* _PASSAGE GIVEN_
:::::
Everyone makes mistakes, and when you have kids, you wind up making a lot of them, some of which your kids never let you forget. But moms and dads get a lot of things right as well and a new Reddit thread is highlighting those parenting wins. It asks, “Adults with a healthy, close relationship with your parents … what do you think fostered that in your childhood?”

People are sharing the things their parents did when they were kids that they appreciate now that they’re adults, including:

  • “I think one of the reasons I was close with my mom is from early childhood, she validated my feelings even if she didn’t understand or agree with them.”
  • “As they were quite fulfilled in their professions, they never tried to live through me or pushed me in a certain direction. I had the freedom to explore and experiment.”
  • “They said this over and over again: 'We wanted/planned to have you and your brother.’”
  • “My parent’s understanding of mental health and talking about emotions.”
  • “They were always respectful of me. If I’d ask a question that, from an adult perspective, was really dumb, they’d be happy to answer and explain even though it’d inconvenience them. It made me feel respected and was a great foundation for my relationship with them as an adult.”
  • “They always treated me (and my brother) like a PERSON that they were in charge of helping learn and grow, as opposed to treating me like a pet or punching bag or perfect little robot.”
:::::
* _EXTRACTED INFORMATION_
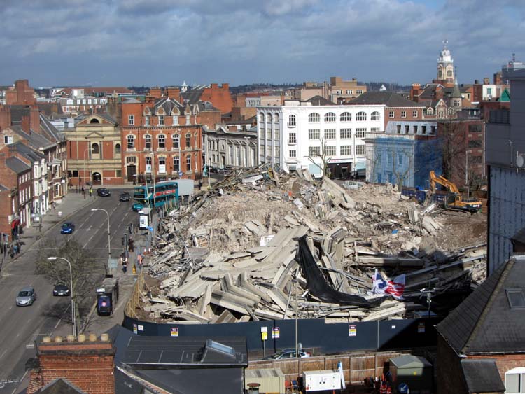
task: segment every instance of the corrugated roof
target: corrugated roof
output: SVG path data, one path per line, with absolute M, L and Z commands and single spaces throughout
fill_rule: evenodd
M 511 309 L 506 288 L 525 292 L 525 256 L 514 256 L 436 328 L 458 353 L 525 352 L 525 310 Z

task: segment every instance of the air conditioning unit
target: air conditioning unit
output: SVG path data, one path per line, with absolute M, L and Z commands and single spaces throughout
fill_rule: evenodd
M 516 153 L 516 167 L 519 169 L 525 168 L 525 153 Z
:::::
Extend the piece on the Reddit parenting thread past its last quoted reply. The lines above have nothing to do with the piece on the Reddit parenting thread.

  • “I'm friends with my parents as an adult because they didn't try to be my friend when I was a child.”
  • “They spent time with me, and not in the smothering helicopter sense. My mom in particular was quite clear about not preventing us from experiencing the consequences of our stupidity but would help patch me up afterward.”
  • “They genuinely tried their best. It wasn't until I grew up, and had a partner, job, and bills to pay, that I realized the thinking, decisions, and sacrifices they made to give me the best go at a life they could.”
  • “My parents' had the willingness to show that they're just people who don't have it all together, admit when they're wrong, and are willing to learn.”

Source: Reddit

Scott's Thoughts:

  • Treating kids like they’re real people is good? Who knew?
  • With a divorce it was hard but I tried to treat my kids like people.
  • I guess I was more the fun parent.